◆ EXTRACTO DE PÁGINA:

Confesiones de un hombre de 30 años que pensaba que no era machista

Es necesario que los hombres hablen de los problemas que ocasionan, del violento contexto del que forman parte y de que prefieren asumir el asunto como normal
Ilustración: Esmirna Barrera

Texto: CÉSAR GAYTÁN
Ilustración: ESMIRNA BARRERA

 

Soy un hombre a punto de cumplir 30 años y estoy en crisis. No me lo dijo una persona especializada. Tampoco creo que sea sobreinterpretación alarmista. La angustia se siente real: está presente en muchos razonamientos y en gran parte de mis actos. Todo se relaciona con la discusión de género tan pertinente y efervescente en estos días.

Simplemente no puedo sacarme de la cabeza que todo lo que hago, digo o tengo en planes es machista. No sé si cada cosa que he hecho o que pienso hacer es una forma de violencia de género. Temo que sí, me excuso en que no y creo que todos los días cometo los mismos errores sin poder evitarlos.

◆ BLOQUE DE DATOS:
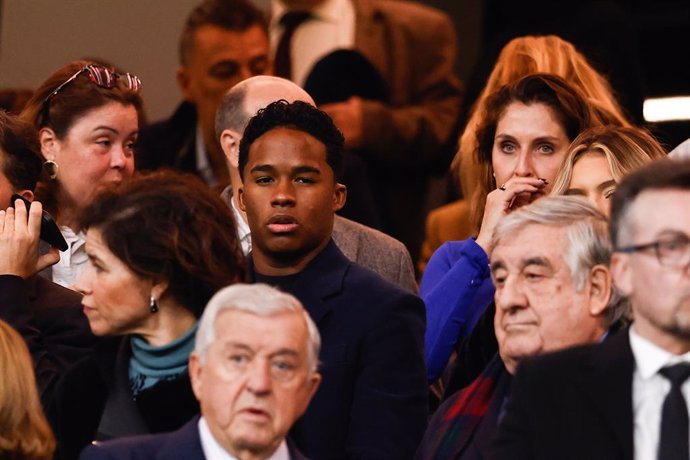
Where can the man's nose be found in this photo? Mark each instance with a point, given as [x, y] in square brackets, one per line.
[284, 193]
[511, 295]
[259, 378]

◆ QUÉ HARÁS:
1 – Sustituye "angustia" por "ansiedad" y vuelve a escribir el texto sobre el machismo desde "Es necesario que" hasta "sin poder evitarlos.", ambos incluidos.
2 – Según el texto sobre el machismo, ¿qué edad está a punto de cumplir quien escribe?

◆ RESPUESTAS POR TAREA:
1 –
Es necesario que los hombres hablen de los problemas que ocasionan, del violento contexto del que forman parte y de que prefieren asumir el asunto como normal
Ilustración: Esmirna Barrera

Texto: CÉSAR GAYTÁN
Ilustración: ESMIRNA BARRERA

 

Soy un hombre a punto de cumplir 30 años y estoy en crisis. No me lo dijo una persona especializada. Tampoco creo que sea sobreinterpretación alarmista. La ansiedad se siente real: está presente en muchos razonamientos y en gran parte de mis actos. Todo se relaciona con la discusión de género tan pertinente y efervescente en estos días.

Simplemente no puedo sacarme de la cabeza que todo lo que hago, digo o tengo en planes es machista. No sé si cada cosa que he hecho o que pienso hacer es una forma de violencia de género. Temo que sí, me excuso en que no y creo que todos los días cometo los mismos errores sin poder evitarlos.

2 – Está a punto de cumplir 30 años.